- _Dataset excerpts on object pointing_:
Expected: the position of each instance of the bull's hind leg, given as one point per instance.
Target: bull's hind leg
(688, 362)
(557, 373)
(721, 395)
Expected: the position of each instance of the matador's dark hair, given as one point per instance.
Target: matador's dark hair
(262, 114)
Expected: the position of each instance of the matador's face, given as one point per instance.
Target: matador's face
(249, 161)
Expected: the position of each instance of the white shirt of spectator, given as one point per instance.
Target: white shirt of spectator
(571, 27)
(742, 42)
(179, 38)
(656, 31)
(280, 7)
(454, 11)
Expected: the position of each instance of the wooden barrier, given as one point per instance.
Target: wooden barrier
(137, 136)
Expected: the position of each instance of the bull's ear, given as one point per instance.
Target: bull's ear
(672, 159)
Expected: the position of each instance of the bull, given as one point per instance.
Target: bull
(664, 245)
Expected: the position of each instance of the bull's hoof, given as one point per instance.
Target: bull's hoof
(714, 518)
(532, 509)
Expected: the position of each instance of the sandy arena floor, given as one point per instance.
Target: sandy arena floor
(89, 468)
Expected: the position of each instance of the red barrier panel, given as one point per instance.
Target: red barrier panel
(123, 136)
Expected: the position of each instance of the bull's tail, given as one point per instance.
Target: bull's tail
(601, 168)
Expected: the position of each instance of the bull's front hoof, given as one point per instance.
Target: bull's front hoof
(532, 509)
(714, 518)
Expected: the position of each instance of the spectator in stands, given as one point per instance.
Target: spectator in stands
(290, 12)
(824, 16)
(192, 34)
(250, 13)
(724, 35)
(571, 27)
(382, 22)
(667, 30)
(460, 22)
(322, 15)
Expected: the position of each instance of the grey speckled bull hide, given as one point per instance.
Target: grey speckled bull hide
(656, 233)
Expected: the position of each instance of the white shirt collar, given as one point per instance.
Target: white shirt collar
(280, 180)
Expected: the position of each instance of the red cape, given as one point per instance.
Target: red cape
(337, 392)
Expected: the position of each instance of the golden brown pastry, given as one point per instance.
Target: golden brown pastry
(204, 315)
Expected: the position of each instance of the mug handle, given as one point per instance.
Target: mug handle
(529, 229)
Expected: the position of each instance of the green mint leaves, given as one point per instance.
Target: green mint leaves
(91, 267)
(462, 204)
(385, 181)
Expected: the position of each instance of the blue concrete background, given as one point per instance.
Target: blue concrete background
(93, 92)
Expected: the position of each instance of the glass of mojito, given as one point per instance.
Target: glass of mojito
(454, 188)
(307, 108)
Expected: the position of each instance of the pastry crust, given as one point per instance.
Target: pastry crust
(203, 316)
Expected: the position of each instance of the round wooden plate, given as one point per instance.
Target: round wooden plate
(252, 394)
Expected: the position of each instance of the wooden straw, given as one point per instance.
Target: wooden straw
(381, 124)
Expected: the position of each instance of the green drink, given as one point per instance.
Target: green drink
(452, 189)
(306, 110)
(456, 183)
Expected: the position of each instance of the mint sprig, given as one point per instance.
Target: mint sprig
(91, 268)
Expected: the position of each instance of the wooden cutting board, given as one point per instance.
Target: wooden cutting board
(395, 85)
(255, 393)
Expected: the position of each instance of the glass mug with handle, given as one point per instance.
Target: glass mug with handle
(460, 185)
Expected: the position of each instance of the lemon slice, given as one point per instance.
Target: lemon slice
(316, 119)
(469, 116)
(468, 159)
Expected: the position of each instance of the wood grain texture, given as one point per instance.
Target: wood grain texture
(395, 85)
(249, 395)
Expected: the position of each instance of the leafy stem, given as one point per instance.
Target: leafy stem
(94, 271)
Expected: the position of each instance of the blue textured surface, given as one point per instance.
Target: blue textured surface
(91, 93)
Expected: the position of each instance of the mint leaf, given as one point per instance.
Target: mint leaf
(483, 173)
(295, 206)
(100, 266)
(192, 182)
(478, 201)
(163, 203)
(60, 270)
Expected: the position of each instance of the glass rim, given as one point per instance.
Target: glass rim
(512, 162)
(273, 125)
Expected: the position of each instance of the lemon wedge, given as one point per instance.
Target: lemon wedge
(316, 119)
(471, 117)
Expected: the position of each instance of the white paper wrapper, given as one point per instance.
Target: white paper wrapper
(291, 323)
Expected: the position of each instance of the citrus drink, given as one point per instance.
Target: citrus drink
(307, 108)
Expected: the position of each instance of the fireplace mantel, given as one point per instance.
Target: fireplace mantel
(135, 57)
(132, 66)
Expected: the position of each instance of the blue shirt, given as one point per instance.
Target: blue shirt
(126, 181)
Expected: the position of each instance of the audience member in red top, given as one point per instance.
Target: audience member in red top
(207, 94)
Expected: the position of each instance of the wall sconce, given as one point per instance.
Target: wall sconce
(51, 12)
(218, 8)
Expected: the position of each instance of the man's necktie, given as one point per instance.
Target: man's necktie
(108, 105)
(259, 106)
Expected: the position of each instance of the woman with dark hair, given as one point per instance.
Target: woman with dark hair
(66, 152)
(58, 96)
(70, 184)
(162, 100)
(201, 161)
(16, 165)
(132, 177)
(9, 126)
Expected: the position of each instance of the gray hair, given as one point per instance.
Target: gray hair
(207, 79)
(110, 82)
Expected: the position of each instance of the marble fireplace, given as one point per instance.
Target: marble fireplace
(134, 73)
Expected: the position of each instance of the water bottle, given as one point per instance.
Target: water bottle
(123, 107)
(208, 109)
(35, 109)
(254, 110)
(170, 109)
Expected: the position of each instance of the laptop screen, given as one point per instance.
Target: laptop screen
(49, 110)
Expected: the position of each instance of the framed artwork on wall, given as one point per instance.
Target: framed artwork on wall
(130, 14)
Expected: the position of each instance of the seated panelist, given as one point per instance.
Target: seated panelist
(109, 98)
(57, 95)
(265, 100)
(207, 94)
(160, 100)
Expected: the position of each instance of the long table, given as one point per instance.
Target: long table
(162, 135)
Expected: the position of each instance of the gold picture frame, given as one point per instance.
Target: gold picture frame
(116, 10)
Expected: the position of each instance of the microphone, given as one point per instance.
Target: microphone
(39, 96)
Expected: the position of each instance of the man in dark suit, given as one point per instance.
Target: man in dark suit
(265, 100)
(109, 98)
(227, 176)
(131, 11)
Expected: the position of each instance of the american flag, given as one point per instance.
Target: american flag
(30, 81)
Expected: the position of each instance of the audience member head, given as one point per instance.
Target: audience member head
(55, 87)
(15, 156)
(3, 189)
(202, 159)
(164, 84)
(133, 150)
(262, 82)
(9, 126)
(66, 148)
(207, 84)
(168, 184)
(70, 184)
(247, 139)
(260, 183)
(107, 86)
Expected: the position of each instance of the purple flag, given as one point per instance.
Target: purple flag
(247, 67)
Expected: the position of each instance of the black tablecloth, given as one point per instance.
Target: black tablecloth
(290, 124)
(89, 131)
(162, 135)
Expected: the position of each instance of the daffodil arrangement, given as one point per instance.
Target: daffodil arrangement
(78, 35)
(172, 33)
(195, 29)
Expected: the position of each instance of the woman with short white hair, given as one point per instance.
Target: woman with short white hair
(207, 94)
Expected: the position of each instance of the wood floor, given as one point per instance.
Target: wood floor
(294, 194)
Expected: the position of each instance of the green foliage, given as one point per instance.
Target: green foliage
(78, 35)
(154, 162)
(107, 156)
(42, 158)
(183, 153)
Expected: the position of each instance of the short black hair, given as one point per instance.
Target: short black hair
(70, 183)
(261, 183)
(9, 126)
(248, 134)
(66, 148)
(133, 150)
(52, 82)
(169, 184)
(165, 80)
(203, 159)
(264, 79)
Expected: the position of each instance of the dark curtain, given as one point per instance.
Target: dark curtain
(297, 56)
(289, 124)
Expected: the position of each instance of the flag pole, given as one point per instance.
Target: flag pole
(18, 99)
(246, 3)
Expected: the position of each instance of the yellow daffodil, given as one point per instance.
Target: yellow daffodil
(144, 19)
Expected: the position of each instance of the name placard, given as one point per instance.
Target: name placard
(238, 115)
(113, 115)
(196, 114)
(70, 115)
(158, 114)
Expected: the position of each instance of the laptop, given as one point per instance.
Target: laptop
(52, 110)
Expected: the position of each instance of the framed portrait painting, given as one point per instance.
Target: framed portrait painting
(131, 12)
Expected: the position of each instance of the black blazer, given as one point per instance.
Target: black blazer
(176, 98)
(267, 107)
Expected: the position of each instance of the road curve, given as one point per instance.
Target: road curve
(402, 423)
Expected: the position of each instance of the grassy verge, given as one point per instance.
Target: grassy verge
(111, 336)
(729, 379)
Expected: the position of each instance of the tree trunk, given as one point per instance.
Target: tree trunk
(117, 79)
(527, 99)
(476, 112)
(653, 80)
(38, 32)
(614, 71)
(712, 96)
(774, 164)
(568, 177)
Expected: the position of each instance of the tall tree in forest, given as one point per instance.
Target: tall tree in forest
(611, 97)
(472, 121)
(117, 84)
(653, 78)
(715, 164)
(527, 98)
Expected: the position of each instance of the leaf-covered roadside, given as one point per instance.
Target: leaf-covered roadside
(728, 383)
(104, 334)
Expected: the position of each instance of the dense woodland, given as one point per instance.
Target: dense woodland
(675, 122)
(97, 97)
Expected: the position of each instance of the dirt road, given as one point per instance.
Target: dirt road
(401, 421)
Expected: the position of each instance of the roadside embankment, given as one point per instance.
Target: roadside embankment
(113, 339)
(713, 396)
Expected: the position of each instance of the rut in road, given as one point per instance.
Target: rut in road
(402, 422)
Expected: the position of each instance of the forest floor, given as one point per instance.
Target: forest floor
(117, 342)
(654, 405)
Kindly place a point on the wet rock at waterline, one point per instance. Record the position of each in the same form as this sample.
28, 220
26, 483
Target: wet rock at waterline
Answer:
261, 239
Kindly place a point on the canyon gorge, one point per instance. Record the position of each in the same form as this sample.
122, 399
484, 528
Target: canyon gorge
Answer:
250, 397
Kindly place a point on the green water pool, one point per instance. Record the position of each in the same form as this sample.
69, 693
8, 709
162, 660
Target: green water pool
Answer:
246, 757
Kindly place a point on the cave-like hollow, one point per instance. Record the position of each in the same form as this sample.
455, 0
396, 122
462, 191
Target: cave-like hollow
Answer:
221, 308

- _Problem to work on_:
From the line containing "Kindly place a point on the canyon" to the last line of the material, please quote every line exactly and only those.

- _Finished task_:
Kindly place a point on the canyon gorge, one point per instance. Record the position of each in the same form as this sample.
122, 399
484, 528
Target: canyon gorge
Answer:
250, 397
Kindly place a point on the green water pool, one point per instance. Record the position of each in the same form as this sample.
69, 693
8, 709
162, 660
Target: green water pool
Answer:
246, 757
Kindly place a point on the cave-like hollow, one point per instance. Record the position of each in the same form as this sample.
455, 0
396, 122
462, 191
Target: cave-like hollow
Answer:
221, 308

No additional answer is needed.